* **Objective**
Copy the stretch of rows from the line containing "Trace the outline of every instance of the stadium" through the end of the rows, swapping "stadium light tower" for "floodlight mast" and changing nothing else.

-- start Data entries --

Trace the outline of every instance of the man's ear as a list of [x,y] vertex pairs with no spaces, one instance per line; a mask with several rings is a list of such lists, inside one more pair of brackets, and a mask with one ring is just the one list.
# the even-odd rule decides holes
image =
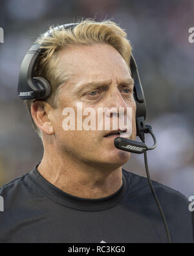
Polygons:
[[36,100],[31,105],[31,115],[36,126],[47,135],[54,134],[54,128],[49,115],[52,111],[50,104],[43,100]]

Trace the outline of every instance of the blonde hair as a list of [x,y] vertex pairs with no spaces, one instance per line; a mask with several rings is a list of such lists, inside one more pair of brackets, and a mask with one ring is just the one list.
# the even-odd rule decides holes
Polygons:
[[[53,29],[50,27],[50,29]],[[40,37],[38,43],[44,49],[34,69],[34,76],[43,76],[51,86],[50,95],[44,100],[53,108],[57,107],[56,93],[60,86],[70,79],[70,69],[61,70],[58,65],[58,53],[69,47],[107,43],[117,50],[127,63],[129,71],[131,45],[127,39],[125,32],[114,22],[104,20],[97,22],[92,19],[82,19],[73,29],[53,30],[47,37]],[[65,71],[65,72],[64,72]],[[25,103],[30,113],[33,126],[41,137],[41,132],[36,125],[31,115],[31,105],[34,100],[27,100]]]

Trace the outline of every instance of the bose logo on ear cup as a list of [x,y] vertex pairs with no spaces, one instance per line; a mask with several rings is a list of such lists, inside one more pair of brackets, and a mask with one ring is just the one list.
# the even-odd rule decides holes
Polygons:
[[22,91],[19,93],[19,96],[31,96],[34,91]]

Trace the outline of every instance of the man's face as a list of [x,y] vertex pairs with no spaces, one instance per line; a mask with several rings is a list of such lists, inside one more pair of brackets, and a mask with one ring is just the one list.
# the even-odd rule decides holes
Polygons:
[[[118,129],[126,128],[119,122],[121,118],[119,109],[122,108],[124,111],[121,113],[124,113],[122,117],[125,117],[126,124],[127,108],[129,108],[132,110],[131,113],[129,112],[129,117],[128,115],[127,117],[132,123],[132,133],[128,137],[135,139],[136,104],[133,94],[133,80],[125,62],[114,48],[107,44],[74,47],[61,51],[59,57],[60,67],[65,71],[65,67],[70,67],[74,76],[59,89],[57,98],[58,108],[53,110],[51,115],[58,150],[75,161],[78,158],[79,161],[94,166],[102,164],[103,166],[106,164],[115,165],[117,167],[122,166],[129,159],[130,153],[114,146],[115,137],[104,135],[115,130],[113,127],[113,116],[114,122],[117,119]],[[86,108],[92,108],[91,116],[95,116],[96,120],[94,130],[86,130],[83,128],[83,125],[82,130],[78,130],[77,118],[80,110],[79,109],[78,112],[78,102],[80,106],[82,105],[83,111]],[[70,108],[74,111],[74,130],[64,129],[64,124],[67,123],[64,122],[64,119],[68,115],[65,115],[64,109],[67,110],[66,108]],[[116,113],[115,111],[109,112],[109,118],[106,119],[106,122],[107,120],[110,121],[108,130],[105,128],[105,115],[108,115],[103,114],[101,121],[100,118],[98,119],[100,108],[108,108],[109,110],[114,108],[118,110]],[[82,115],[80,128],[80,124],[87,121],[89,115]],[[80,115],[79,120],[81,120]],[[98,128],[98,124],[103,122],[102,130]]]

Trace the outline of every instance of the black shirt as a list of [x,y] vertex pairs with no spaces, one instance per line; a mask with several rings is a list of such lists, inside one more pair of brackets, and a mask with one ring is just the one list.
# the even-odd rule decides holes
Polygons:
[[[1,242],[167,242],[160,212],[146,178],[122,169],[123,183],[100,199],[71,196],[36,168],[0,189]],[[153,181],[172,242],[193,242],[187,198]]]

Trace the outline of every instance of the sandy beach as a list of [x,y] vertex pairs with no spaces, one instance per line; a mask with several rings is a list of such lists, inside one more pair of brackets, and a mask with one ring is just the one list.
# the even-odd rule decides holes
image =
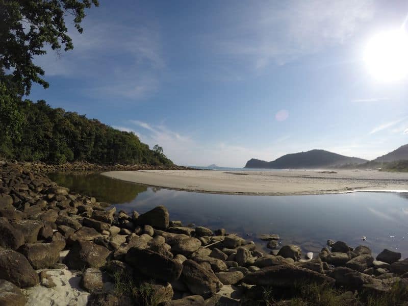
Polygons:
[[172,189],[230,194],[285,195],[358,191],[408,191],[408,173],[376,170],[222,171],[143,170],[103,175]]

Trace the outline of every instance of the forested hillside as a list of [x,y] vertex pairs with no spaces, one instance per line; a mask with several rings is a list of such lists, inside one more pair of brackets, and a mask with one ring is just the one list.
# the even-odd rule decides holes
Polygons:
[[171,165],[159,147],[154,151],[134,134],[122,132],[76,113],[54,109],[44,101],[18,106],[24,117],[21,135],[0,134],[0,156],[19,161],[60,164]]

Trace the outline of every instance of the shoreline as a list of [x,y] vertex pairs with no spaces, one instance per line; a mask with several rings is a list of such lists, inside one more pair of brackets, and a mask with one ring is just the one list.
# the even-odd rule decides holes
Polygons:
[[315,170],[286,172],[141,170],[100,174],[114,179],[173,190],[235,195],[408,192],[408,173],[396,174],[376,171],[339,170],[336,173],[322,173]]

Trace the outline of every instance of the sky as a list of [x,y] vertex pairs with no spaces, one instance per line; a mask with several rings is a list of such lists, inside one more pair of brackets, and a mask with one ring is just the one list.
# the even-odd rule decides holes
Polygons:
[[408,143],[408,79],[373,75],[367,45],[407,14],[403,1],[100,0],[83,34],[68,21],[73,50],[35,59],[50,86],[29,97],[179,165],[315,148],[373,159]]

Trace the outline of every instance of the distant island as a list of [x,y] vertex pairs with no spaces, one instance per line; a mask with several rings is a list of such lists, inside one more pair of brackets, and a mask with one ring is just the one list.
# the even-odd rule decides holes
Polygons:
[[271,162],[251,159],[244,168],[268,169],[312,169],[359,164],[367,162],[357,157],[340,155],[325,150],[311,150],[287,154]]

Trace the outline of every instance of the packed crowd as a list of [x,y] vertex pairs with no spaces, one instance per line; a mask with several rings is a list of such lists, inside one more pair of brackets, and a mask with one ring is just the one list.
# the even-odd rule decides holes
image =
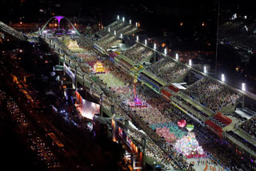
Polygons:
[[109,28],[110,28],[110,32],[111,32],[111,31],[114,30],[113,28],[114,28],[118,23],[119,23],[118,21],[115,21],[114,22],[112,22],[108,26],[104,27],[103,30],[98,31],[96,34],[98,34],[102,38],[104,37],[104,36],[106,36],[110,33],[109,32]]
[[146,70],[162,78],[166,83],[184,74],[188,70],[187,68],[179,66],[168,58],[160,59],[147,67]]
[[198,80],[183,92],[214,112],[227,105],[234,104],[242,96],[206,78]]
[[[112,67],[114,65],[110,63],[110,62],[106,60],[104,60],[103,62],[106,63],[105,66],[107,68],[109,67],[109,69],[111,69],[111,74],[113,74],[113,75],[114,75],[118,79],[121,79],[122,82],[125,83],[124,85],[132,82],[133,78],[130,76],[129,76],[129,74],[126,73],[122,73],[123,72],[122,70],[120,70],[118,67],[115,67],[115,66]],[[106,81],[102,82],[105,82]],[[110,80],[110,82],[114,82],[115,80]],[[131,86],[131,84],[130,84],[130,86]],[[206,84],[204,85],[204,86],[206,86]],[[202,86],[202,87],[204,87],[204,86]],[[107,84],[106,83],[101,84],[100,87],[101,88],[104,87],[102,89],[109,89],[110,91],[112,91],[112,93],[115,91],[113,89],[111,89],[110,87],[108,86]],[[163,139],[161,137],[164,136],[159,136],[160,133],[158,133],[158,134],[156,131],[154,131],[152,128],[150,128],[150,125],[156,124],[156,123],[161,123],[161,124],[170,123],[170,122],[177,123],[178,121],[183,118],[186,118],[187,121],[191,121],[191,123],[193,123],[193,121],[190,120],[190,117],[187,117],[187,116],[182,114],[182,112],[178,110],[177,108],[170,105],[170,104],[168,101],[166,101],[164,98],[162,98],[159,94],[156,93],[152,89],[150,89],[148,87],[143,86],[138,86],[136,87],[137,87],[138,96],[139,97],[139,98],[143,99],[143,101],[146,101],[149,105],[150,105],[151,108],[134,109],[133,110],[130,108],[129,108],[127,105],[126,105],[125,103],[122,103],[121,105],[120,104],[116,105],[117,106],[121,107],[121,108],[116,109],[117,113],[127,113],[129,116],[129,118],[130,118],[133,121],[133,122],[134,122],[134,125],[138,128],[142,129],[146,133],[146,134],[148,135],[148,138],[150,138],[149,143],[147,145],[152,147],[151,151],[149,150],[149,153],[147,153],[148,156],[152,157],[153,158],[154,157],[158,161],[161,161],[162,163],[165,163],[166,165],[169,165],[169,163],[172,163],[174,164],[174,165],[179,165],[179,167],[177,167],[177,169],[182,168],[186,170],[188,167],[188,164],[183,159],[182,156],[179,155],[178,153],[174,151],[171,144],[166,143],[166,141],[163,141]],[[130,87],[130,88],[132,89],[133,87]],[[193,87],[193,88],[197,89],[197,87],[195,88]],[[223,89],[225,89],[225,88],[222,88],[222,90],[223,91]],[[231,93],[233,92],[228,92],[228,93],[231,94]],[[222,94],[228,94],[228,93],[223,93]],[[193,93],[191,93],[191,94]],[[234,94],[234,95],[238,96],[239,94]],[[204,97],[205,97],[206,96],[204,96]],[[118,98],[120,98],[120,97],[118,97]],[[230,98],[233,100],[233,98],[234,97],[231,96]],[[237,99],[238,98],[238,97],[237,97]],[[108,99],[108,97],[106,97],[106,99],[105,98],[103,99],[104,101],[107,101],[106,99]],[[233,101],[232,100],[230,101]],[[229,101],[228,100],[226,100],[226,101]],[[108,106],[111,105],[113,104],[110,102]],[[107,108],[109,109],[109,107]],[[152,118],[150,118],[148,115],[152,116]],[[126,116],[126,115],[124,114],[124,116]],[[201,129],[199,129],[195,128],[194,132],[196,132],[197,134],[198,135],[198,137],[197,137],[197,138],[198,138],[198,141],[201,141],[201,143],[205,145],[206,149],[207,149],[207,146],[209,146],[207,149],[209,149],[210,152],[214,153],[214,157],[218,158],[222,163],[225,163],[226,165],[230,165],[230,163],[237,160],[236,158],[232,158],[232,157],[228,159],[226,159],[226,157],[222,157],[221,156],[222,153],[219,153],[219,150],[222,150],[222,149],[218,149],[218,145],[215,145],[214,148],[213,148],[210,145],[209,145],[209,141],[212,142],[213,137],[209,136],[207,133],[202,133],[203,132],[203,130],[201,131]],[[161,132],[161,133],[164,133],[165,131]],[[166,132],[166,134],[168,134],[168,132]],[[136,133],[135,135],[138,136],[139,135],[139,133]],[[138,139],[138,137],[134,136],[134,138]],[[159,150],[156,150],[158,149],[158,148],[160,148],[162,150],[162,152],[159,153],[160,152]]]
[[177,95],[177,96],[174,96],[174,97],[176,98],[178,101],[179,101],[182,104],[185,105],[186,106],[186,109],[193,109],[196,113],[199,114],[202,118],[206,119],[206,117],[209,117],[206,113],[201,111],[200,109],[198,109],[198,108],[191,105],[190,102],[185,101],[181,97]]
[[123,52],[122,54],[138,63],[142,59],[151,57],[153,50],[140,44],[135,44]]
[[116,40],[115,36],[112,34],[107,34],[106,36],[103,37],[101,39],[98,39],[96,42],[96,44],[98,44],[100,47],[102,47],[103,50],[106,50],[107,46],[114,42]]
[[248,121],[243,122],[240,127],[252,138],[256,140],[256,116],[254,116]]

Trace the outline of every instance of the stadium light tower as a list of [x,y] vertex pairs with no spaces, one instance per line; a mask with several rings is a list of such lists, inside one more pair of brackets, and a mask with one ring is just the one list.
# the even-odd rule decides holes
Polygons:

-- end Data entries --

* **Task output**
Trace the outline of every instance of the floodlight mast as a list of [x,y] vertex pairs with no spaces, one instance per line; a mask with several rings is a list of such lists, inside one more pair of brackets, and a mask with one ring is just the one list.
# the even-odd rule decides holes
Polygons:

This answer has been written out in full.